Segment Start: Exercise input
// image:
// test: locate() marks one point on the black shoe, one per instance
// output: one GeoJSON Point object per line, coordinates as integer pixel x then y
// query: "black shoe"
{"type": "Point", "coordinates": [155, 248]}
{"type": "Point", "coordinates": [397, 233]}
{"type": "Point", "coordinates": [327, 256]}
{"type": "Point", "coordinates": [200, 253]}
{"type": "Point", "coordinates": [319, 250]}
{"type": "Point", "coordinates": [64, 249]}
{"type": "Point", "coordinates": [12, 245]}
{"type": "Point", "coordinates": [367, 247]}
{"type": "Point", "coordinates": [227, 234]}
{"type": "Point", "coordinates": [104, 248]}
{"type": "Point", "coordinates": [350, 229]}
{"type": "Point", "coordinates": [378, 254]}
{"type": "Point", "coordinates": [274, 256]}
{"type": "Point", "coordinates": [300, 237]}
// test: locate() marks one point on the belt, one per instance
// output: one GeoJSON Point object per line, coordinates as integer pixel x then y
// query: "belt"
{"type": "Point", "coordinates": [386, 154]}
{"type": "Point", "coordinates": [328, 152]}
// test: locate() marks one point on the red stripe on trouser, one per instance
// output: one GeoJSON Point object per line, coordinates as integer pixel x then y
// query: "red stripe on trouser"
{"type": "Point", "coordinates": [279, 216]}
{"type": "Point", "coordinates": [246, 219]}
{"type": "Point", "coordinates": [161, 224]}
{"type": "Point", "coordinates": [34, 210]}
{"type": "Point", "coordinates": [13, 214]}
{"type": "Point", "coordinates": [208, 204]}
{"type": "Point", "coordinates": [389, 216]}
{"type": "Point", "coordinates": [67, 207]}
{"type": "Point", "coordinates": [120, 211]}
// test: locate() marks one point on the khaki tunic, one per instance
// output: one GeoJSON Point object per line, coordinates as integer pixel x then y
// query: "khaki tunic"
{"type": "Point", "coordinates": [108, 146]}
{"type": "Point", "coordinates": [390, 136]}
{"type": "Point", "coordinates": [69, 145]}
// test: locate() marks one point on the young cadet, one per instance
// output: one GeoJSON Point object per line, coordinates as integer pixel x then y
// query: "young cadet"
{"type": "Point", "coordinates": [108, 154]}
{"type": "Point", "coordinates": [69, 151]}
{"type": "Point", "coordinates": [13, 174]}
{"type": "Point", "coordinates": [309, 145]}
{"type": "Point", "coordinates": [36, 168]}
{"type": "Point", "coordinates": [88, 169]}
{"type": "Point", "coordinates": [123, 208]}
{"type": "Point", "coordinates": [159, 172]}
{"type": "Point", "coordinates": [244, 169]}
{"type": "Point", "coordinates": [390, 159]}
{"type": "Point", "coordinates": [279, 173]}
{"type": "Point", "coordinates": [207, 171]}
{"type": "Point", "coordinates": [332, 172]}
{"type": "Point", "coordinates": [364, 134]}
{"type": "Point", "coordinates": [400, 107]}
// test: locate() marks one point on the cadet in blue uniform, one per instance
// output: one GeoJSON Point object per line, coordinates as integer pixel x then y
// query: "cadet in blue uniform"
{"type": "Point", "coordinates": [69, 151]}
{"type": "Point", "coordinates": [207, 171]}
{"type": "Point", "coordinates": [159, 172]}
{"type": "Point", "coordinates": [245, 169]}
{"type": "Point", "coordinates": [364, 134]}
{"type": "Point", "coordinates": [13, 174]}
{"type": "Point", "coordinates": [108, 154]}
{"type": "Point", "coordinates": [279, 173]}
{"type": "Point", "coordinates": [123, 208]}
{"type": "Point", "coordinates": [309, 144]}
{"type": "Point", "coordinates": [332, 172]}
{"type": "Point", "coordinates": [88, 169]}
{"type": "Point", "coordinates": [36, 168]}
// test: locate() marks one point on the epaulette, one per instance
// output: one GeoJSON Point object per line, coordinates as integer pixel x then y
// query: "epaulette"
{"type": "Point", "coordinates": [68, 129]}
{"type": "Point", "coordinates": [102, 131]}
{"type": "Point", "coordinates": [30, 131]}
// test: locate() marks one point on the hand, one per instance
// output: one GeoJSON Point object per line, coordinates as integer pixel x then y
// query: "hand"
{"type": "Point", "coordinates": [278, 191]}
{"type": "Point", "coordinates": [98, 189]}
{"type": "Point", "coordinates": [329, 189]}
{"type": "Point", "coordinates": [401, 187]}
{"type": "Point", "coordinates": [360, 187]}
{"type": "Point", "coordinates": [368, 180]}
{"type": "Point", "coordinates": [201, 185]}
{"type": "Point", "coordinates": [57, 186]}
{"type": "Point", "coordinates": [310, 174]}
Segment End: Exercise input
| What is needed |
Repeat the material above in full, keeping every word.

| Finished task |
// image:
// test: locate() marks one point on the black shoe, one per instance
// output: one GeoJSON Point object per line, coordinates as integer pixel x then y
// query: "black shoe"
{"type": "Point", "coordinates": [155, 248]}
{"type": "Point", "coordinates": [397, 233]}
{"type": "Point", "coordinates": [327, 256]}
{"type": "Point", "coordinates": [200, 253]}
{"type": "Point", "coordinates": [319, 250]}
{"type": "Point", "coordinates": [64, 249]}
{"type": "Point", "coordinates": [12, 245]}
{"type": "Point", "coordinates": [367, 247]}
{"type": "Point", "coordinates": [227, 234]}
{"type": "Point", "coordinates": [104, 248]}
{"type": "Point", "coordinates": [350, 229]}
{"type": "Point", "coordinates": [378, 254]}
{"type": "Point", "coordinates": [274, 256]}
{"type": "Point", "coordinates": [300, 237]}
// test: locate() marks one point on the belt, one per instance
// output: one GeoJSON Point object per line, coordinates as integer pixel x then y
// query: "belt"
{"type": "Point", "coordinates": [386, 154]}
{"type": "Point", "coordinates": [328, 152]}
// test: locate() marks one point on the red stripe on trouser, one per instance
// output: one GeoJSON Point object per line, coordinates as integer pixel x then y
// query: "red stripe on trouser"
{"type": "Point", "coordinates": [279, 216]}
{"type": "Point", "coordinates": [246, 219]}
{"type": "Point", "coordinates": [161, 224]}
{"type": "Point", "coordinates": [34, 210]}
{"type": "Point", "coordinates": [13, 214]}
{"type": "Point", "coordinates": [208, 204]}
{"type": "Point", "coordinates": [389, 216]}
{"type": "Point", "coordinates": [67, 207]}
{"type": "Point", "coordinates": [120, 211]}
// test: locate() marks one point on the khaki tunic, one per instance
// output: one GeoJSON Point object per line, coordinates as integer pixel x then y
// query: "khaki tunic"
{"type": "Point", "coordinates": [108, 146]}
{"type": "Point", "coordinates": [390, 136]}
{"type": "Point", "coordinates": [69, 145]}
// test: locate() marks one point on the young cadet, one per instance
// output: one GeoJSON Point object per line, coordinates as integer pixel x then y
// query: "young cadet"
{"type": "Point", "coordinates": [108, 154]}
{"type": "Point", "coordinates": [69, 151]}
{"type": "Point", "coordinates": [13, 174]}
{"type": "Point", "coordinates": [309, 145]}
{"type": "Point", "coordinates": [36, 168]}
{"type": "Point", "coordinates": [88, 169]}
{"type": "Point", "coordinates": [123, 208]}
{"type": "Point", "coordinates": [159, 172]}
{"type": "Point", "coordinates": [244, 169]}
{"type": "Point", "coordinates": [390, 159]}
{"type": "Point", "coordinates": [279, 173]}
{"type": "Point", "coordinates": [207, 171]}
{"type": "Point", "coordinates": [332, 172]}
{"type": "Point", "coordinates": [364, 134]}
{"type": "Point", "coordinates": [400, 107]}
// test: locate() marks one point on the cadet in blue uniform, one per instance
// output: one GeoJSON Point object per line, coordinates as integer pixel x then y
// query: "cadet in blue uniform"
{"type": "Point", "coordinates": [69, 151]}
{"type": "Point", "coordinates": [207, 171]}
{"type": "Point", "coordinates": [159, 172]}
{"type": "Point", "coordinates": [245, 169]}
{"type": "Point", "coordinates": [364, 134]}
{"type": "Point", "coordinates": [13, 174]}
{"type": "Point", "coordinates": [108, 154]}
{"type": "Point", "coordinates": [279, 173]}
{"type": "Point", "coordinates": [123, 208]}
{"type": "Point", "coordinates": [309, 144]}
{"type": "Point", "coordinates": [332, 172]}
{"type": "Point", "coordinates": [88, 169]}
{"type": "Point", "coordinates": [36, 168]}
// test: locate() marks one point on the epaulette, one per instance
// output: one GeoJSON Point object per line, coordinates as integer pixel x then y
// query: "epaulette"
{"type": "Point", "coordinates": [68, 129]}
{"type": "Point", "coordinates": [102, 131]}
{"type": "Point", "coordinates": [30, 131]}
// test: locate() marks one point on the hand, one per instance
// output: one GeoJSON Point object per line, coordinates as integer pixel x then y
// query: "hand"
{"type": "Point", "coordinates": [278, 191]}
{"type": "Point", "coordinates": [98, 189]}
{"type": "Point", "coordinates": [329, 189]}
{"type": "Point", "coordinates": [401, 187]}
{"type": "Point", "coordinates": [360, 187]}
{"type": "Point", "coordinates": [368, 180]}
{"type": "Point", "coordinates": [201, 185]}
{"type": "Point", "coordinates": [57, 186]}
{"type": "Point", "coordinates": [310, 174]}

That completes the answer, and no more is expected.